- [Aim of the exercise] List every line in the records below that contains the word "Detection".
** Start Stored data **
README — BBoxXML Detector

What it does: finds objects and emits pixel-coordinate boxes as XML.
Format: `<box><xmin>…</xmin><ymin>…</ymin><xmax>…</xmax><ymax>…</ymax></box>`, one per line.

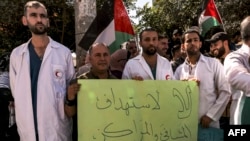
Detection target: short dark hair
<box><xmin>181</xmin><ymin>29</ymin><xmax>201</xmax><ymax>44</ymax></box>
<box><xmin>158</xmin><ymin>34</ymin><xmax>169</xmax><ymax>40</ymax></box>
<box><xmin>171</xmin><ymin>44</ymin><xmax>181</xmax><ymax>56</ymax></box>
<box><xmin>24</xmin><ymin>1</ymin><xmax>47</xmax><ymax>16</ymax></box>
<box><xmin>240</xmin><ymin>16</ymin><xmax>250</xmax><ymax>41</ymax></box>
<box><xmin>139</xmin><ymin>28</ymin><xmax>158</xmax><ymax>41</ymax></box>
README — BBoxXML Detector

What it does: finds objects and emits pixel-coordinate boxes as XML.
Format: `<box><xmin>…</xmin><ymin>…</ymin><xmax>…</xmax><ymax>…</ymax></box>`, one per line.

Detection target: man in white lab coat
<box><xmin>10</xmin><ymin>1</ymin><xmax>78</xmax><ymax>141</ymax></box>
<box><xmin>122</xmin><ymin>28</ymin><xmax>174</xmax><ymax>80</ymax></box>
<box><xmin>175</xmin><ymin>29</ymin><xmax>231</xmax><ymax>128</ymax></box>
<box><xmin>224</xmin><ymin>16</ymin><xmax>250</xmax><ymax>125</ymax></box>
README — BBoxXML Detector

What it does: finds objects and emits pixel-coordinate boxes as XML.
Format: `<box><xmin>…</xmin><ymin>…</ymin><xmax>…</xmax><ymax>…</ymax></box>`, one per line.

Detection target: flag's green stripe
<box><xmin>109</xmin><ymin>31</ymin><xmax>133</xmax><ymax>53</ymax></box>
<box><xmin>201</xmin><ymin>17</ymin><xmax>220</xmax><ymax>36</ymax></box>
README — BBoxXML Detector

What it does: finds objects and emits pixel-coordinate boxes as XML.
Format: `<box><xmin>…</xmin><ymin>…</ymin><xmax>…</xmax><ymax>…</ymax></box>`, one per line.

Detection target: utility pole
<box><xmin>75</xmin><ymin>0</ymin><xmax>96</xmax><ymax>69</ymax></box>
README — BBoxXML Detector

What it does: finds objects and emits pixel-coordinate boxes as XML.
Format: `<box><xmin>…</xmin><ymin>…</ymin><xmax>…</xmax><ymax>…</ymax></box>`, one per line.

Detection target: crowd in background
** End Stored data **
- [Correct response]
Detection target: short dark hair
Detection target: man in white lab coat
Detection target: flag's green stripe
Detection target: utility pole
Detection target: crowd in background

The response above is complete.